Defendant's evidence tended to show that he visited the Hedrick home on the day at the hours related; that he walked down the road with Mason and the children, and, becoming ill, he laid down in the orchard, while Mason and the children went on. Later he heard a scream in the orchard and, in ferreting out the cause, found Mason on top of Fannie. His evidence tended to deny categorically sexual intercourse with the child. Other pertinent facts will appear in the opinion.

Section 3247, page 284a, Laws 1921, upon which the information is based, reads: "Every person who shall be convicted of rape, either by carnally and unlawfully knowing any female child under the age of sixteen years, or by forcibly ravishing any woman of the age of sixteen years or upward, shall suffer death, or be punished by imprisonment in the penitentiary for not less than two years, in the discretion of the jury."

The information filed recites: "John C. Collett, prosecuting attorney within and for the County of Chariton, in the State of Missouri, upon his official oath informs the court that at the County of Chariton and State of Missouri and on or about the 15th day of September, 1926, the defendants, Morris Mason and William Conrad, did then and there in and upon one Fannie Hedrick, a female child under the age of sixteen years, to-wit, of the age of twelve years, unlawfully and feloniously did make an assault, and her the said Fannie Hedrick then and there unlawfully and feloniously did carnally know and abuse, contrary to the form of the statute in such cases and against the peace and dignity of the State."

(TASKS AND EXERCISES)
1) Answer these questions from the court opinion:
(a) What minimum prison term does Section 3247 set for a conviction?
(b) Who filed the information, and for which county?
(c) What age does the information give for Fannie Hedrick?
2) Proceed with the court opinion from the point where it stops, keeping its formal legal style.
The rows that come next are separate material and have no connection to the court opinion.

(STORED ROWS)
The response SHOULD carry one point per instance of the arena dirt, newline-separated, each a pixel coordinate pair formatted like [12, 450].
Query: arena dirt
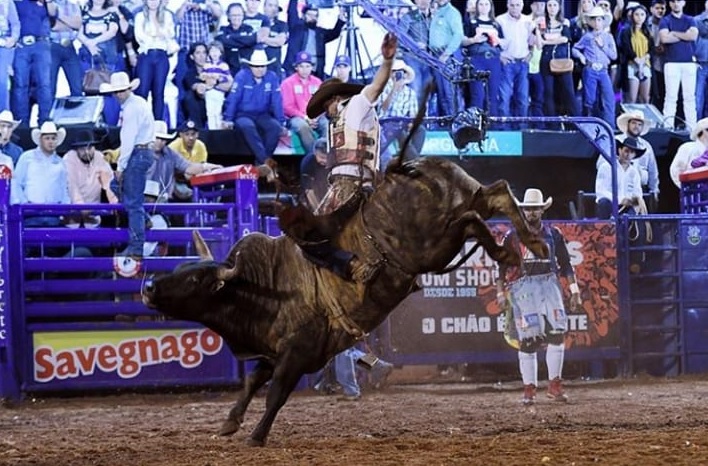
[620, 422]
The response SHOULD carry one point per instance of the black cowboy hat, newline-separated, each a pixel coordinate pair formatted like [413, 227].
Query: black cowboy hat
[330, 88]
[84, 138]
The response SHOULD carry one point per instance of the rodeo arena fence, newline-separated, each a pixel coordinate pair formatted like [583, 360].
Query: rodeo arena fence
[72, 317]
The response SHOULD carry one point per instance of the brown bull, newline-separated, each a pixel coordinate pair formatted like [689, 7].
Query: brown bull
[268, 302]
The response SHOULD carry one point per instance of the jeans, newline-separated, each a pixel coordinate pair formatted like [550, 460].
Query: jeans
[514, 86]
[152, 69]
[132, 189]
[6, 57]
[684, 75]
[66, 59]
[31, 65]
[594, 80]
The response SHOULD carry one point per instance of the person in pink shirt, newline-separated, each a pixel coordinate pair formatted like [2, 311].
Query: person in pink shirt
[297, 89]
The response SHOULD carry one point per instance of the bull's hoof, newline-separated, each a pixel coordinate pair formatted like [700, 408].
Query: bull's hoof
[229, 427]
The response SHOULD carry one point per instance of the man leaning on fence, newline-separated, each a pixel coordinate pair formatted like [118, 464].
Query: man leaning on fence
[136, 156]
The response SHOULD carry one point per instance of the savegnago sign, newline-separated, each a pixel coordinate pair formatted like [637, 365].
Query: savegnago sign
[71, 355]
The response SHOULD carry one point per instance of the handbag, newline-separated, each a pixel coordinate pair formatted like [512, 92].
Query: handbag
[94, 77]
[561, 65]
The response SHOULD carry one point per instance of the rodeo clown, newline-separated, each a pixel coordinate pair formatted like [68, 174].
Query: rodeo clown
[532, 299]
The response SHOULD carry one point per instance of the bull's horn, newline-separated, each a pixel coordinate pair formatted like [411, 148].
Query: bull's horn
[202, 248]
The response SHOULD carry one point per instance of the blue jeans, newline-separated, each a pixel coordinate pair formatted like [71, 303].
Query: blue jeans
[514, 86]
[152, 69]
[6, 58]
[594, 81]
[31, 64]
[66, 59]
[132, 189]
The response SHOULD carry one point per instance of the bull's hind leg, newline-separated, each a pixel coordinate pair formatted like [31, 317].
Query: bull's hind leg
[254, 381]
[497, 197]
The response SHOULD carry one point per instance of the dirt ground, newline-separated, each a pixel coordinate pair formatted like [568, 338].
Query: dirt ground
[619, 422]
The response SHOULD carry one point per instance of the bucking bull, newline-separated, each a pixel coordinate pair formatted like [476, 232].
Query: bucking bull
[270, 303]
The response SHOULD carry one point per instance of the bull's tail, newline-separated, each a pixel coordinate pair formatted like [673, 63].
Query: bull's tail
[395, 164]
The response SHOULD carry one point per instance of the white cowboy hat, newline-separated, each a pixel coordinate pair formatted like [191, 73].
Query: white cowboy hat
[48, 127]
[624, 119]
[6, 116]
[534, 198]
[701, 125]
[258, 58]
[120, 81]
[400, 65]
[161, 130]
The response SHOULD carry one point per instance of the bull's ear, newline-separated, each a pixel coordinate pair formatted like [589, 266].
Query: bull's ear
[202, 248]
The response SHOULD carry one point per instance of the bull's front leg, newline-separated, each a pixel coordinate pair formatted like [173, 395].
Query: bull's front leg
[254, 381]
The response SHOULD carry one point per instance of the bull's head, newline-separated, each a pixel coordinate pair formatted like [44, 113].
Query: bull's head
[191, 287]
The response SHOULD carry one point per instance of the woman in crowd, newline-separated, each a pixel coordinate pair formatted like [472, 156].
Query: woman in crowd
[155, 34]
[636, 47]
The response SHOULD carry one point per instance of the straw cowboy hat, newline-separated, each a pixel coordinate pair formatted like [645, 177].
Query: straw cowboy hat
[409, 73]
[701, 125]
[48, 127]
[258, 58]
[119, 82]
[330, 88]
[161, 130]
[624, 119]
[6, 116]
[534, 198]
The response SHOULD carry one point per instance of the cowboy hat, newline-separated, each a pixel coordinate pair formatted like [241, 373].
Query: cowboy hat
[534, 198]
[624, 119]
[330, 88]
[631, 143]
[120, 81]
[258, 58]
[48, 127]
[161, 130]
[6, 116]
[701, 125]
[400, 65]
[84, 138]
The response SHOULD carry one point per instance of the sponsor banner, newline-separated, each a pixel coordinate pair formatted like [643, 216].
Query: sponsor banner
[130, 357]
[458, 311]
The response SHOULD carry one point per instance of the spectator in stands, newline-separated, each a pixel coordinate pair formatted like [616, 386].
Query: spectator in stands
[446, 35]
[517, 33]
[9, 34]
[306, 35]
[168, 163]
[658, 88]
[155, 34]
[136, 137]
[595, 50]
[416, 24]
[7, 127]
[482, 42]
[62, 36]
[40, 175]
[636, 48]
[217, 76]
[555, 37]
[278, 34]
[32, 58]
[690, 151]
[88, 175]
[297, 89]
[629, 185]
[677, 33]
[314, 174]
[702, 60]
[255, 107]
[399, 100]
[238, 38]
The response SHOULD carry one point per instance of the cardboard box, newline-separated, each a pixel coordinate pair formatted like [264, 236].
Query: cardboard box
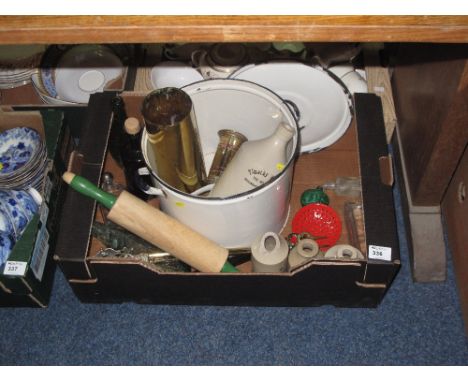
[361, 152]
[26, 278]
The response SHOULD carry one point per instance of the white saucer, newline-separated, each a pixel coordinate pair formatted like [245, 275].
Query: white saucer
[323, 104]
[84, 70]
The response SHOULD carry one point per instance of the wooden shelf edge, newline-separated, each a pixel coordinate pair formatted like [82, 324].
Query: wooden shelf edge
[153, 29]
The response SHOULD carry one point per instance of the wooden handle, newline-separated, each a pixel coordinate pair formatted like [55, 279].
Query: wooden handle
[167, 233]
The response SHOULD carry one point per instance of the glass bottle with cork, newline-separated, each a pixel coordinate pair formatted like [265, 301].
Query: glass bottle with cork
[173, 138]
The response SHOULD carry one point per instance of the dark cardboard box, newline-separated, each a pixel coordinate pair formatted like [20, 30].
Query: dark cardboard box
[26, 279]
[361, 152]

(EXPECTED OUTPUTS)
1)
(a) Not less than two years in the penitentiary.
(b) John C. Collett, the prosecuting attorney for the County of Chariton.
(c) Twelve years.

2)
I. The initial alleged error involves the information. It arises out of the context of the statute on which the information is grounded. It is the position of defendant that the statutes do not define or prohibit rape, because Section 3247, Information. supra, prescribes after conviction the punishment, without defining or interdicting the acts mentioned. Consequently, it is said, the relevant law is the common law, under which the State must proceed, and, as a necessary element of rape, that of non-consent, is omitted from the information, it should be quashed, for at common law non-consent must be alleged and proved, irrespective of the age of the female. [22 R.C.L. 1173.] To recapitulate, defendant avers that the statute does not prohibit or interdict any act, or render any act unlawful, or declare guilty any person who commits the proscribed acts.

An examination of Section 3247, supra, demonstrates that it defines and separates the crime of rape into two classifications, that is, either by carnally and unlawfully knowing any female child under the age of sixteen years, or by forcibly ravishing any woman of the age of sixteen years or upwards. While the statute fixes, after conviction, the punishment for the crime, it also defines and interdicts the acts that constitute rape. Carnal...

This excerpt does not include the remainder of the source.